* _Daftar Tugas_
1 - Menurut artikel tentang warga Arab di Israel, berapa bagian dari 9,7 juta penduduk Israel yang merupakan orang Arab?
2 - Silakan tulis ulang bagian artikel tentang warga Arab di Israel yang dibuka dengan kata-kata "Namun, mereka menunjukkan" dan ditutup dengan "setelah perang 1948.", dengan mengganti "kedai kopi" menjadi "warung teh".

* _Teks Bacaan_
Kamis 27 Jul 2023 14:22 WIB

Orang Arab Berada di Sela Pertempuran Demokrasi di Israel

Jumlah orang Arab mencapai seperlima dari 9,7 juta penduduk Israel.

Rep: Dwina Agustin/ Red: Nidia Zuraya
 Para pengunjuk rasa berkumpul di luar Knesset menjelang protes massal di Yerusalem, Israel,  27 Maret 2023.
Foto: EPA-EFE/ATEF SAFADI
Para pengunjuk rasa berkumpul di luar Knesset menjelang protes massal di Yerusalem, Israel, 27 Maret 2023.

REPUBLIKA.CO.ID, TEL AVIV -- Ribuan orang Israel memblokir jalan dan bentrok dengan polisi atas reformasi peradilan Perdana Menteri Benjamin Netanyahu. Sisi lain, warga Arab berbagi meme daring tentang diri mereka sendiri menyaksikan krisis sebagai penonton yang tidak terpengaruh dengan isu yang dibawa.

Orang Arab merupakan seperlima dari 9,7 juta penduduk Israel. Mereka juga sebenarnya dapat menjadi salah satu yang paling terpengaruh oleh dorongan kontroversial pemerintah agama-nasionalis.

Baca Juga

Namun, mereka menunjukkan keprihatinan yang lebih dalam daripada perdebatan tentang keseimbangan kekuatan. "Kami berada dalam pertempuran terus-menerus untuk keberadaan kami," ujar pensiunan guru Adnan Haj Yahia yang berusia 67 tahun di sebuah kedai kopi di Taybeh, sebuah kota Arab tengah yang berbatasan dengan wilayah pendudukan Tepi Barat.

Melihat iklan protes yang menutupi halaman depan surat kabar Israel terkemuka dengan kata-kata 'hari hitam untuk demokrasi', Yahia mengatakan, itu menggambarkan realitas sehari-hari komunitasnya. Sebagian besar warga Arab di Israel adalah keturunan orang Palestina yang tinggal setelah perang 1948.

Mayoritas dari kelompok ini mengidentifikasi diri sebagai orang Palestina. Mereka telah lama memikirkan tempat dalam politik, menyeimbangkan warisan Palestina dengan kewarganegaraan Israel.

Sementara yang lain dengan hangat memperdebatkan identitas negara sebagai Yahudi dan demokratis. "Warga Palestina tidak memiliki tempat dalam formula ini," kata pendiri kelompok hak asasi Adalah yang berbasis di Haifa Hassan Jabareen.

Jabareen memiliki pengalaman lebih dari dua dekade mengajukan petisi ke Mahkamah Agung tentang kasus hak minoritas. Dia mengatakan, pengadilan secara tradisional menjadi garis pertahanan terakhir dalam kasus diskriminasi ekstrem dan tidak masuk akal.

Pengacara ini mengutip melindungi partisipasi Arab dalam pemilihan, alokasi anggaran yang adil dan hak untuk tinggal di kota-kota yang menolak tempat tinggal orang Arab. Namun, dia mengatakan, warga Palestina berada dipersimpangan dengan memegang kewarganegaraan Israel atau hidup di bawah pendudukan militer.

* _Entri Data_
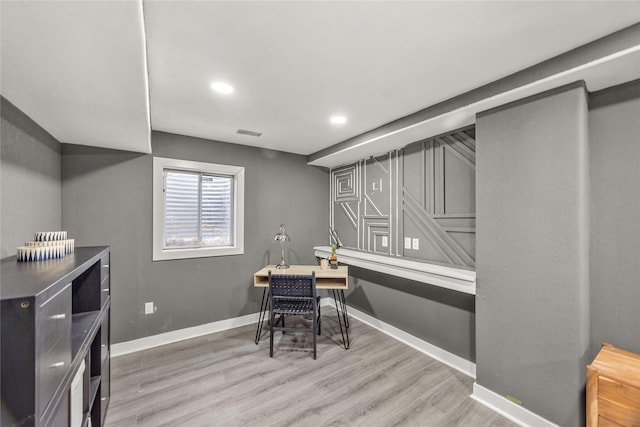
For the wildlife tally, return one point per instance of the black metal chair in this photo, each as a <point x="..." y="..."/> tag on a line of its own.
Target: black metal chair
<point x="293" y="295"/>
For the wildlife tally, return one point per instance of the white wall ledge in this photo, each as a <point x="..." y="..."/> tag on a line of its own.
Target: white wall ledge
<point x="452" y="278"/>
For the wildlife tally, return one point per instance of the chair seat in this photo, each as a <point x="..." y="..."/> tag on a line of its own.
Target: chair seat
<point x="294" y="307"/>
<point x="293" y="295"/>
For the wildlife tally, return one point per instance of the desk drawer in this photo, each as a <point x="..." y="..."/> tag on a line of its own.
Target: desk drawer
<point x="104" y="341"/>
<point x="54" y="320"/>
<point x="105" y="266"/>
<point x="618" y="402"/>
<point x="53" y="338"/>
<point x="51" y="368"/>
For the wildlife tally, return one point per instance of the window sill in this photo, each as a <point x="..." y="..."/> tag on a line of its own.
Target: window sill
<point x="169" y="254"/>
<point x="452" y="278"/>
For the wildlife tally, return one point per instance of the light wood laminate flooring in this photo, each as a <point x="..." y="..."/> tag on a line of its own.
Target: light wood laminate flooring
<point x="224" y="379"/>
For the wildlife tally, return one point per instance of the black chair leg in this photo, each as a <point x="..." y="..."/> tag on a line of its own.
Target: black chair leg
<point x="314" y="344"/>
<point x="271" y="326"/>
<point x="319" y="317"/>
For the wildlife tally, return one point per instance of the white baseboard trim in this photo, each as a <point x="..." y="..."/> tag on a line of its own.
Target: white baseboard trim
<point x="508" y="409"/>
<point x="450" y="359"/>
<point x="456" y="362"/>
<point x="145" y="343"/>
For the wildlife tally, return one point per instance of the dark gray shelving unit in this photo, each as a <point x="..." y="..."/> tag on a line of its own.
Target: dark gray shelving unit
<point x="55" y="317"/>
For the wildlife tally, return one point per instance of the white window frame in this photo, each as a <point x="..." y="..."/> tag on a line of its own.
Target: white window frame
<point x="160" y="164"/>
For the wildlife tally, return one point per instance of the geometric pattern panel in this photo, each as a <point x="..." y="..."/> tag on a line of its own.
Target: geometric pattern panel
<point x="346" y="183"/>
<point x="424" y="192"/>
<point x="376" y="235"/>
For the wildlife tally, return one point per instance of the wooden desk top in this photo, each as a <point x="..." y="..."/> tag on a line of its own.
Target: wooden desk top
<point x="325" y="279"/>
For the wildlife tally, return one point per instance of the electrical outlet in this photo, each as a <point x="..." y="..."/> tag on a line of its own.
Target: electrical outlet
<point x="407" y="242"/>
<point x="148" y="308"/>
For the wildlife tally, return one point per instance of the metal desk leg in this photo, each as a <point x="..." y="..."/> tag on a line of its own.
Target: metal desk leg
<point x="341" y="315"/>
<point x="263" y="313"/>
<point x="343" y="303"/>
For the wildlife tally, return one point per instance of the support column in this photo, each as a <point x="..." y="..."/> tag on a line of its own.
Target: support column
<point x="532" y="303"/>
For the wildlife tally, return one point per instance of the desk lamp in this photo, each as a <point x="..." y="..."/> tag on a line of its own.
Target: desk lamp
<point x="282" y="237"/>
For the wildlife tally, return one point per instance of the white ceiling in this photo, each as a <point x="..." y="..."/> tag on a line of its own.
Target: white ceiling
<point x="105" y="73"/>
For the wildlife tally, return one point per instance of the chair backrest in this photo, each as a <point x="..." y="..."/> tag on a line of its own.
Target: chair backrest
<point x="292" y="286"/>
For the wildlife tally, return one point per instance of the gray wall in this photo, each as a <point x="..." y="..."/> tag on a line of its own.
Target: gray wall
<point x="437" y="315"/>
<point x="107" y="201"/>
<point x="30" y="181"/>
<point x="532" y="302"/>
<point x="614" y="139"/>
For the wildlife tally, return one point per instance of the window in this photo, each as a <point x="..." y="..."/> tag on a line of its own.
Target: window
<point x="198" y="209"/>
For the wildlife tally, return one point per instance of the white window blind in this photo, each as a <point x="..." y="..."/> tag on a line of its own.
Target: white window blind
<point x="198" y="209"/>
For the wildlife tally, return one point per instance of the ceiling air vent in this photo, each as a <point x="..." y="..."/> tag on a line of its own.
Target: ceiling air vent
<point x="248" y="132"/>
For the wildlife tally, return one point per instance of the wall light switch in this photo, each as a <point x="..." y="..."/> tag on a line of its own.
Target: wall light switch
<point x="148" y="308"/>
<point x="407" y="242"/>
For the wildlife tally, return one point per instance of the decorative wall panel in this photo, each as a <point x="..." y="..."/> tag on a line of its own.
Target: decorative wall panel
<point x="417" y="202"/>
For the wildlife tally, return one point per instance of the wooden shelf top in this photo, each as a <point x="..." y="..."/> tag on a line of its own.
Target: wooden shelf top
<point x="28" y="279"/>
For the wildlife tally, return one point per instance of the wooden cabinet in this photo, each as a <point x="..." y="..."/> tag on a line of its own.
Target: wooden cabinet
<point x="613" y="388"/>
<point x="55" y="319"/>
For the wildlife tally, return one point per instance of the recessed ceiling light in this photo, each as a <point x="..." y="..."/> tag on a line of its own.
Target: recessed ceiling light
<point x="222" y="87"/>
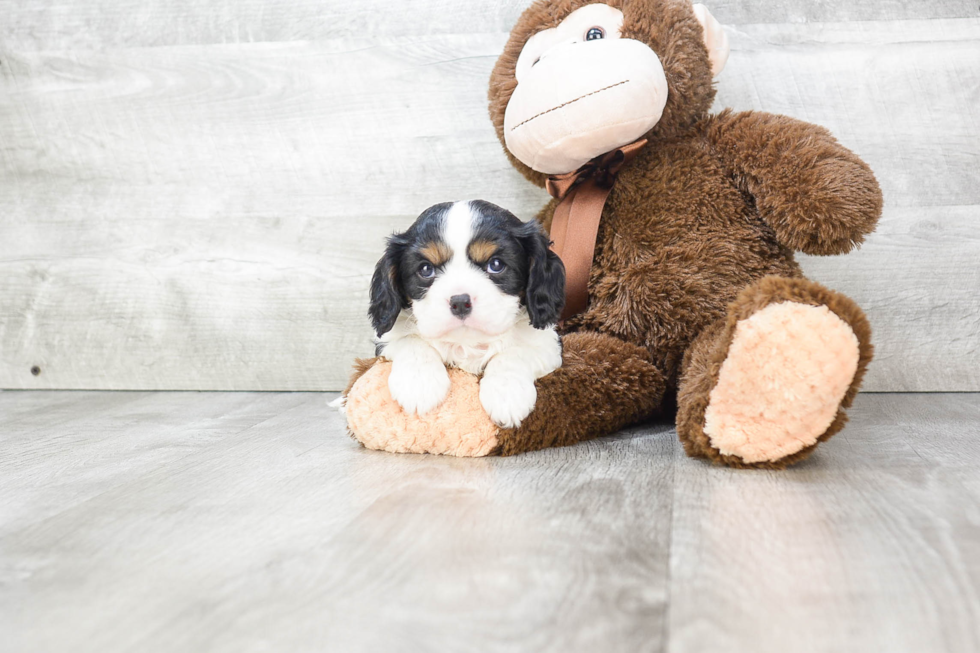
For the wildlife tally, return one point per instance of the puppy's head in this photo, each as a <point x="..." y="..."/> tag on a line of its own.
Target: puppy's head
<point x="467" y="264"/>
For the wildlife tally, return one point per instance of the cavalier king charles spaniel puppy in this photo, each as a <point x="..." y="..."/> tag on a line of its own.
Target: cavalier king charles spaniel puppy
<point x="469" y="285"/>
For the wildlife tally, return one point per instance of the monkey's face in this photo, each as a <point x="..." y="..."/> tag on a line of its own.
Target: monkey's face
<point x="582" y="90"/>
<point x="594" y="80"/>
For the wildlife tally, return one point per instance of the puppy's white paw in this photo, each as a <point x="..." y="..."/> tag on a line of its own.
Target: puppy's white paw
<point x="507" y="398"/>
<point x="420" y="388"/>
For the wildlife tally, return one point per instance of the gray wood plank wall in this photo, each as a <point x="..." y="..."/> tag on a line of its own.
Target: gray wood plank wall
<point x="192" y="194"/>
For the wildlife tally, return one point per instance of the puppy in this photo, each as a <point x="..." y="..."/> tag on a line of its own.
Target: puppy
<point x="471" y="286"/>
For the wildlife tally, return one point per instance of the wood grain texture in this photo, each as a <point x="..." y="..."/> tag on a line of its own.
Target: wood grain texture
<point x="206" y="215"/>
<point x="872" y="545"/>
<point x="257" y="524"/>
<point x="251" y="522"/>
<point x="98" y="24"/>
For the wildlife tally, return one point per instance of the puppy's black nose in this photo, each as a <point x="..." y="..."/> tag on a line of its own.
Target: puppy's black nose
<point x="460" y="305"/>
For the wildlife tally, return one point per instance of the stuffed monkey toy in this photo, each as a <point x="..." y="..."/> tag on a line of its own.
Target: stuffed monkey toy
<point x="690" y="298"/>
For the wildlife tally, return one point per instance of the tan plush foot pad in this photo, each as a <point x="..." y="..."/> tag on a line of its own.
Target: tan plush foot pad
<point x="458" y="427"/>
<point x="782" y="382"/>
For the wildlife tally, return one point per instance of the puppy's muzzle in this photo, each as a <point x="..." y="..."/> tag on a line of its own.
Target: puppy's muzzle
<point x="460" y="305"/>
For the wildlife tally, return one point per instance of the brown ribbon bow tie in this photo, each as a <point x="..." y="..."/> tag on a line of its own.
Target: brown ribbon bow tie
<point x="581" y="196"/>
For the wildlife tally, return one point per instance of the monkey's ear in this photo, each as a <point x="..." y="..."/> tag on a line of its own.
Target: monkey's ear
<point x="715" y="38"/>
<point x="387" y="296"/>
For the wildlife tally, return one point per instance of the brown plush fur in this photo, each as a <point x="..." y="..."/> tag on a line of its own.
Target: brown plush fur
<point x="695" y="224"/>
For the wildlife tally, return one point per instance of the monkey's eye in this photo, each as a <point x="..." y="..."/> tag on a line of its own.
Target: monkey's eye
<point x="594" y="34"/>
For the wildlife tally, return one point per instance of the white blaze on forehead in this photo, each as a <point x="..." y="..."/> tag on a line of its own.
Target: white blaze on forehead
<point x="457" y="230"/>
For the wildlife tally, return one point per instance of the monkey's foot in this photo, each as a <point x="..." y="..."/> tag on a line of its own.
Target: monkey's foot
<point x="776" y="382"/>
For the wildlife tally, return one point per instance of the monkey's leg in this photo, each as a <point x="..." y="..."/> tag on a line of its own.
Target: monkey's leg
<point x="764" y="385"/>
<point x="603" y="385"/>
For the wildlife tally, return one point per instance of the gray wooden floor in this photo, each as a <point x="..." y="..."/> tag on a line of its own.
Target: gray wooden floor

* _Jawaban Tugas_
1 - Seperlima.

2 -
Namun, mereka menunjukkan keprihatinan yang lebih dalam daripada perdebatan tentang keseimbangan kekuatan. "Kami berada dalam pertempuran terus-menerus untuk keberadaan kami," ujar pensiunan guru Adnan Haj Yahia yang berusia 67 tahun di sebuah warung teh di Taybeh, sebuah kota Arab tengah yang berbatasan dengan wilayah pendudukan Tepi Barat.

Melihat iklan protes yang menutupi halaman depan surat kabar Israel terkemuka dengan kata-kata 'hari hitam untuk demokrasi', Yahia mengatakan, itu menggambarkan realitas sehari-hari komunitasnya. Sebagian besar warga Arab di Israel adalah keturunan orang Palestina yang tinggal setelah perang 1948.